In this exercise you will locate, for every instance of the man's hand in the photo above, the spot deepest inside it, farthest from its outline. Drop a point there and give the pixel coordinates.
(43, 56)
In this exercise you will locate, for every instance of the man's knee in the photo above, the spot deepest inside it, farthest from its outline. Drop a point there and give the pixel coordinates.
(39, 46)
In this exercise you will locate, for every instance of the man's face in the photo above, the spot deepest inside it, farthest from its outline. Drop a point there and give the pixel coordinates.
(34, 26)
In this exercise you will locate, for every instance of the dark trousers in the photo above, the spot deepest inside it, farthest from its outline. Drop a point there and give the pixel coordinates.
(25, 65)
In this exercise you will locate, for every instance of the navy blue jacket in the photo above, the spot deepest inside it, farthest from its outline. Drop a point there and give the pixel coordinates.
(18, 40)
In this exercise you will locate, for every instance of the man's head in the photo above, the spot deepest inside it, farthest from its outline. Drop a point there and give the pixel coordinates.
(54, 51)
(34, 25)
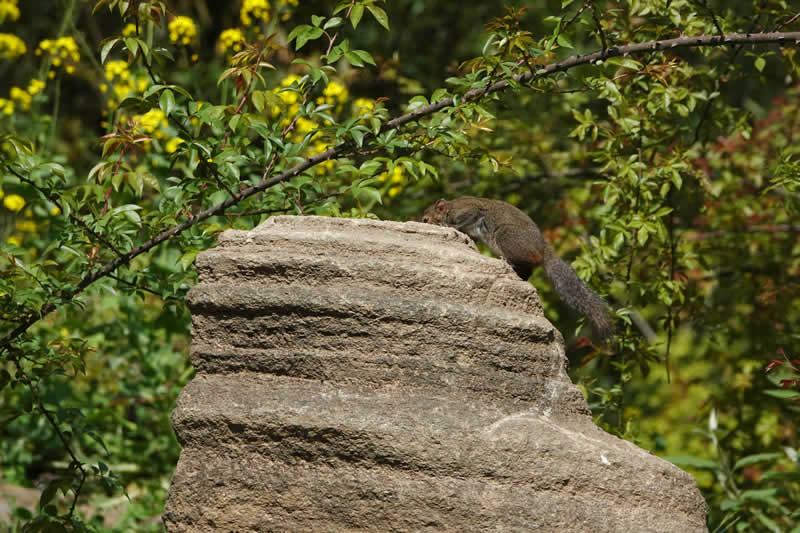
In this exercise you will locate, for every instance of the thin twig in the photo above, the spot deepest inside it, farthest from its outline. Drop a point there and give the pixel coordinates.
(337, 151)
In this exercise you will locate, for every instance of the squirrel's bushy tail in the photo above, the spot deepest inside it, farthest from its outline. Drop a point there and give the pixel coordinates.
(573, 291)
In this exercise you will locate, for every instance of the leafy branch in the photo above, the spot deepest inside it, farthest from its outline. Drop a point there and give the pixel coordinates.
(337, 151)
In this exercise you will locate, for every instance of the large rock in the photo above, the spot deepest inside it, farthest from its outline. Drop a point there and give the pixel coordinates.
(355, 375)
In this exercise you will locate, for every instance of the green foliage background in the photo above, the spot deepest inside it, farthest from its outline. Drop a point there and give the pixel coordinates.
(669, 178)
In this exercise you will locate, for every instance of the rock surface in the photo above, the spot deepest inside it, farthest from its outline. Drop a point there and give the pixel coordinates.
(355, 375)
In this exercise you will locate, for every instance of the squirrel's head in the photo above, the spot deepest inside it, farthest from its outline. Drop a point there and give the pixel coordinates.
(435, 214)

* * *

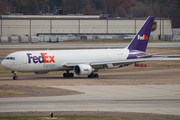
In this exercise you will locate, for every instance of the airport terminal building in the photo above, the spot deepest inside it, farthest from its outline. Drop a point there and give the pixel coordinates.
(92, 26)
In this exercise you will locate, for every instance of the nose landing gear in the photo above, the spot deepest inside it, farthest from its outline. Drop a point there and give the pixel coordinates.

• [Do this]: Copy out, word for word, the lines from the line containing "of the airport" up to and including the line containing "of the nose".

• [Final result]:
In this exercise you will locate, for every instance of the airport terminal building in the photo above, the spot deepest inside it, farthest from its outline. Drop a point there and give the pixel coordinates.
(92, 26)
In this exercise you will locate, for every instance of the nose landing gear in the photo above, the spot deepest inside it, farthest from its outline. Drop a point there and give the pixel coordinates.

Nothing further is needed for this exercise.